- Given exercise: Rewrite all the entries below, changing each "drop one marker" to "place a single marker" and keeping everything else unchanged.

━━━ Exercise materials ━━━

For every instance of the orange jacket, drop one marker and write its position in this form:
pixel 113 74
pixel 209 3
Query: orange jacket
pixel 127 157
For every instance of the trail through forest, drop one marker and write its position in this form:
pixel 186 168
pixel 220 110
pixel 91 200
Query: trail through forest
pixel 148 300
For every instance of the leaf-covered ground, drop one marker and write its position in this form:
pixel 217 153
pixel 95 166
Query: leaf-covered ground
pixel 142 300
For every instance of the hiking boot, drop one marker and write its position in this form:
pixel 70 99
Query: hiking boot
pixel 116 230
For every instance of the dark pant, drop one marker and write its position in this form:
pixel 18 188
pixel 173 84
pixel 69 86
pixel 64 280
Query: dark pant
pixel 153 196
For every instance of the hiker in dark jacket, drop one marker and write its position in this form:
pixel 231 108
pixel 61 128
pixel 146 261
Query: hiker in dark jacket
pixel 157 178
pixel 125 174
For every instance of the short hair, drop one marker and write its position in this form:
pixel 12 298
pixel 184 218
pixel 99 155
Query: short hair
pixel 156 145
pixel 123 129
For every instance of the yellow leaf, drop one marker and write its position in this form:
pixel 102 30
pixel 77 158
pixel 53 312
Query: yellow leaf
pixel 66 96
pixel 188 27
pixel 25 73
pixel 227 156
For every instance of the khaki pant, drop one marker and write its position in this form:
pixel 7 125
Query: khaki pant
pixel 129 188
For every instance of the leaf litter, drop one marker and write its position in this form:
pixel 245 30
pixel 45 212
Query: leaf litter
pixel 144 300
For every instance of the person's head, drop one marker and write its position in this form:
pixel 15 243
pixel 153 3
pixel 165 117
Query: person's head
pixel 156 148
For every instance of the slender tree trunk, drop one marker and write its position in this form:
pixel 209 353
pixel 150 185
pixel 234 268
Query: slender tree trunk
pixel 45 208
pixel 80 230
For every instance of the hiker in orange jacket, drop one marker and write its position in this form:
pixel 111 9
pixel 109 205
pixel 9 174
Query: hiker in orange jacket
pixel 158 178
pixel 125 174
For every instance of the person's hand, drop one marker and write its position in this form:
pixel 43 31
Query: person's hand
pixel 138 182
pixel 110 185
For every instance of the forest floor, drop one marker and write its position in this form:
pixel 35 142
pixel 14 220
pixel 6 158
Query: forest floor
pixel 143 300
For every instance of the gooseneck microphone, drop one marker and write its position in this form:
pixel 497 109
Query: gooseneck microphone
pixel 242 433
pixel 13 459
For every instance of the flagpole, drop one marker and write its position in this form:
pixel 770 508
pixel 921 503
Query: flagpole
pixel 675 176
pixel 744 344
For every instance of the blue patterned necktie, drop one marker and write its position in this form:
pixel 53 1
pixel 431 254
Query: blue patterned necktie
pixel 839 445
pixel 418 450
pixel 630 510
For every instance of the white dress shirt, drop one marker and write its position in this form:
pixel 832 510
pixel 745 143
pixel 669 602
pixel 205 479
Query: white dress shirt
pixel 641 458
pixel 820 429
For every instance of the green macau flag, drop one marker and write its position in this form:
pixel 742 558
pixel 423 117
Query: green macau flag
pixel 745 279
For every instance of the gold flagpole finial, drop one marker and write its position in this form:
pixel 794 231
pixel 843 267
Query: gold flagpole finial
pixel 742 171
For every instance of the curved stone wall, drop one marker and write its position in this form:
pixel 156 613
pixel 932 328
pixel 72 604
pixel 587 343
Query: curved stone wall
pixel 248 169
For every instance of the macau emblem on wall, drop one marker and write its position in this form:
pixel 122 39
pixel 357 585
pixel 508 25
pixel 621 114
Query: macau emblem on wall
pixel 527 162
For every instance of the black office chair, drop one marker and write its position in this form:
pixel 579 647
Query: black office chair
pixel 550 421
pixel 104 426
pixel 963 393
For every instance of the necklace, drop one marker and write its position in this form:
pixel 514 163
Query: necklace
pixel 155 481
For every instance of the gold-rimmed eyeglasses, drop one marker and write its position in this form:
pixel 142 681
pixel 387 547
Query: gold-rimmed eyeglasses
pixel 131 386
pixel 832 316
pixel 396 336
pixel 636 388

━━━

- Exercise answer:
For every instance of the orange jacket, place a single marker and write its position in this form:
pixel 113 74
pixel 209 3
Query: orange jacket
pixel 127 157
For every instance of the trail through forest, place a single marker and write its position in this form:
pixel 186 168
pixel 220 110
pixel 91 200
Query: trail through forest
pixel 148 300
For every instance of the leaf-covered ground, place a single marker and write its position in this form:
pixel 217 153
pixel 95 166
Query: leaf-covered ground
pixel 142 300
For every instance of the hiking boot, place a single marker and write its position in this form:
pixel 70 99
Query: hiking boot
pixel 116 230
For every instance of the dark pant, place a single marker and write its position in this form:
pixel 18 188
pixel 173 84
pixel 69 86
pixel 64 280
Query: dark pant
pixel 153 196
For every instance of the hiker in dark jacket, place a single marker and write its position in this form:
pixel 231 108
pixel 61 128
pixel 146 261
Query: hiker in dark jacket
pixel 157 178
pixel 125 174
For every instance of the short hair, place a single marker and write its position in this form:
pixel 12 298
pixel 184 218
pixel 99 155
Query: short hair
pixel 156 145
pixel 123 129
For every instance of the yellow leaf, place a single marker and write its position in this form:
pixel 102 30
pixel 77 158
pixel 53 312
Query: yellow leaf
pixel 66 96
pixel 188 27
pixel 25 73
pixel 227 156
For every instance of the khaki pant, place a single marker and write its position in this form:
pixel 7 125
Query: khaki pant
pixel 129 188
For every instance of the leaf litter, place a single marker and write its position in this form:
pixel 245 30
pixel 45 212
Query: leaf litter
pixel 144 300
For every instance of the person's head, place a single marker and write its position in this form:
pixel 15 243
pixel 153 3
pixel 165 117
Query: person's head
pixel 156 148
For every instance of the slender tree trunk, place a single marker and write its position in this form:
pixel 209 353
pixel 150 185
pixel 234 268
Query: slender tree trunk
pixel 45 208
pixel 80 230
For every instance of the hiker in orange jacket, place a single marker and write its position in this form:
pixel 111 9
pixel 109 205
pixel 9 174
Query: hiker in orange jacket
pixel 158 178
pixel 125 174
For every instance of the person's hand, place a single marker and write its position in this form:
pixel 43 31
Query: person's hand
pixel 138 182
pixel 110 185
For every instance of the forest floor, place a single marker and write its position in this form:
pixel 35 142
pixel 14 220
pixel 6 158
Query: forest floor
pixel 143 300
For every instance of the gooseneck microphone, place a single marker and write its position in this form:
pixel 497 109
Query: gooseneck microphone
pixel 242 433
pixel 13 459
For every instance of the flagpole, place a single marker and write its position in this form:
pixel 770 508
pixel 921 503
Query: flagpole
pixel 675 176
pixel 744 344
For every instance of the blue patterned necktie, place a single marker and write its position in this form:
pixel 53 1
pixel 431 254
Query: blue patterned necktie
pixel 839 445
pixel 418 450
pixel 630 510
For every instance of the white dress shirt, place a single marker and write its position in this form:
pixel 832 510
pixel 745 143
pixel 669 602
pixel 205 479
Query: white dress shirt
pixel 641 458
pixel 820 429
For every instance of the green macau flag, place a single marker and write its position in this form:
pixel 742 558
pixel 423 117
Query: green macau flag
pixel 745 279
For every instance of the gold flagpole finial, place a single marker and write its position in this form:
pixel 794 231
pixel 843 267
Query: gold flagpole finial
pixel 742 171
For every instance of the curved stone wall, place a single marker and write its position in this form:
pixel 156 613
pixel 932 328
pixel 72 604
pixel 587 343
Query: curved stone wall
pixel 248 169
For every instance of the macau emblem on wall, place a single marker and write its position in this form:
pixel 122 39
pixel 357 585
pixel 508 25
pixel 621 114
Query: macau emblem on wall
pixel 527 162
For every instance of the black office chair, place a single marker and write its position in this form:
pixel 579 647
Query: black office chair
pixel 550 421
pixel 104 426
pixel 963 393
For every instance of the necklace, place a single marker and write its position in this form:
pixel 514 163
Query: necklace
pixel 155 481
For every instance of the gold-rimmed eyeglasses, place a single marker and write its position in this form:
pixel 142 681
pixel 387 547
Query: gold-rimmed eyeglasses
pixel 131 386
pixel 832 316
pixel 396 336
pixel 636 388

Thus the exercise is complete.